A man identified as Osama bin Laden bitterly criticised the Saudi regime in an audiotape posted on an Islamic website on Thursday.
The voice sounds like the al-Qaeda terror chief’s, and the tape was posted on a site known as a clearinghouse for militant Islamic comment.
The speaker says that while Saudi leaders blame ”holy warriors” for trouble in the kingdom, ”the truth is that the whole responsibility falls on the shoulders of the regime”.
The speaker, in calm and even tones, accuses Saudi rulers of ”violating God’s rules”, a common theme of statements from Bin Laden, who accuses Saudi rulers of being insufficiently Islamic and too close to the ”infidel” United States.
”The sins the regime committed are great … it practised injustices against the people, violating their rights, humiliating their pride,” the speaker says. He also accuses the Saudi royal family of misspending public money while ”millions of people are suffering from poverty and deprivation”.

JOBS –
1) Copy the dataset records word for word, leaving out the pictures.
2) Write the next part of the news report about the audiotape criticizing the Saudi regime, starting right after its last sentence.
These records are unrelated to the news report.

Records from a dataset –
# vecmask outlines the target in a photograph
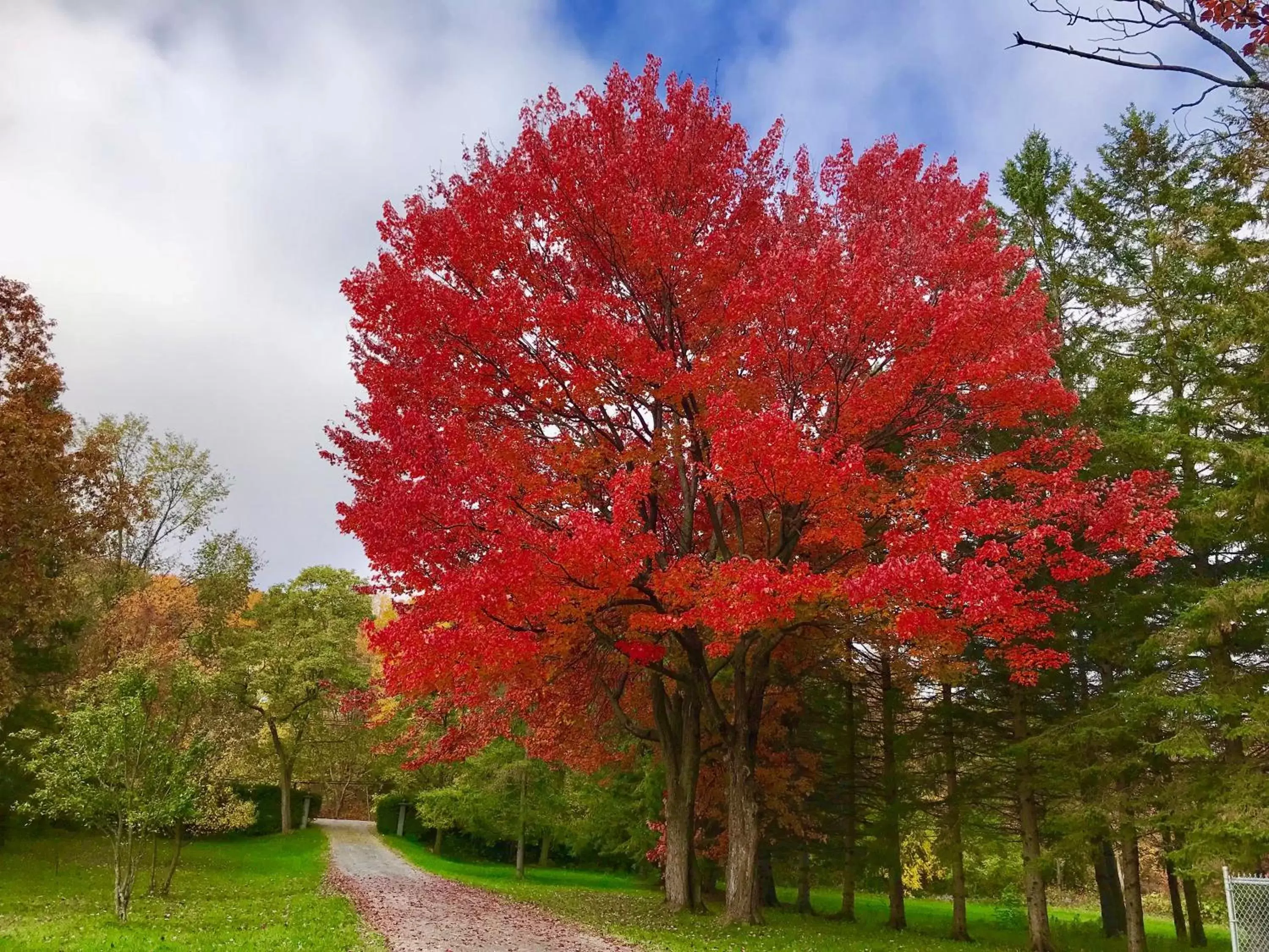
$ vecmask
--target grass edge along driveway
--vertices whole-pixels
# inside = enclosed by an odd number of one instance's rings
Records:
[[[162,868],[166,843],[160,843]],[[352,904],[322,886],[321,830],[198,839],[181,852],[168,899],[146,895],[148,854],[132,915],[114,919],[104,836],[15,830],[0,848],[0,952],[27,949],[382,949]]]
[[[522,882],[515,869],[500,863],[473,863],[435,857],[420,843],[401,836],[382,836],[406,859],[428,872],[471,886],[481,886],[510,899],[532,902],[605,935],[633,942],[650,952],[925,952],[958,949],[963,943],[945,938],[952,923],[950,905],[930,899],[910,899],[910,928],[893,933],[884,928],[883,896],[860,895],[855,924],[835,922],[830,915],[840,905],[834,890],[812,891],[812,904],[820,915],[803,916],[786,909],[766,910],[765,927],[722,927],[716,914],[673,915],[661,904],[661,894],[633,876],[581,869],[533,868]],[[791,891],[780,890],[780,900],[791,902]],[[717,913],[720,904],[712,904]],[[970,904],[972,948],[1020,949],[1025,922],[990,904]],[[1063,952],[1122,952],[1123,939],[1101,938],[1096,910],[1053,909],[1053,932]],[[1189,949],[1173,935],[1170,919],[1146,922],[1151,952]],[[1208,949],[1228,949],[1228,934],[1218,923],[1208,927]]]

ANSWERS TO EACH TASK –
1)
# vecmask outlines the target in a photograph
$ vecmask
--target grass edge along driveway
--vertices whole-pixels
# inside = enclosed by an odd number of one instance's rings
Records:
[[[162,868],[166,843],[160,843]],[[352,904],[322,886],[321,830],[198,839],[181,852],[168,899],[146,895],[148,854],[132,915],[114,919],[104,836],[15,830],[0,848],[0,952],[27,949],[382,949]]]
[[[522,882],[515,869],[500,863],[473,863],[435,857],[420,843],[401,836],[382,836],[406,859],[428,872],[471,886],[481,886],[510,899],[532,902],[605,935],[633,942],[650,952],[925,952],[958,949],[963,943],[945,938],[952,923],[950,905],[930,899],[910,899],[910,928],[893,933],[884,928],[883,896],[860,895],[855,924],[835,922],[830,915],[840,905],[834,890],[812,891],[812,904],[820,915],[803,916],[786,909],[766,910],[765,927],[722,927],[716,914],[673,915],[661,904],[661,894],[633,876],[581,869],[533,868]],[[791,891],[780,890],[780,900],[791,902]],[[717,913],[720,904],[712,904]],[[970,904],[972,948],[1020,949],[1025,922],[990,904]],[[1063,952],[1122,952],[1123,939],[1101,938],[1096,910],[1053,909],[1053,932]],[[1189,949],[1173,935],[1170,919],[1146,922],[1151,952]],[[1208,949],[1228,949],[1228,934],[1218,923],[1208,927]]]

2)
The main statement is preceded by Qur’anic verses, a rhetorical device typical of Bin Laden.
On December 6, five militants shot their way into the compound of the US consulate in Jedda, Saudi Arabia, killing five non-American employees.
Saudi Arabia cracked down on Muslim extremists after the May 2003 bombings of three residential compounds in Riyadh brought terrorism home to the kingdom, but has not been able to contain the violence.
Bin Laden, believed hiding in the mountains along the Pakistan-Afghanistan border, last reached out to his followed in October, with a videotape aired on the Arabic television station Al-Jazeera.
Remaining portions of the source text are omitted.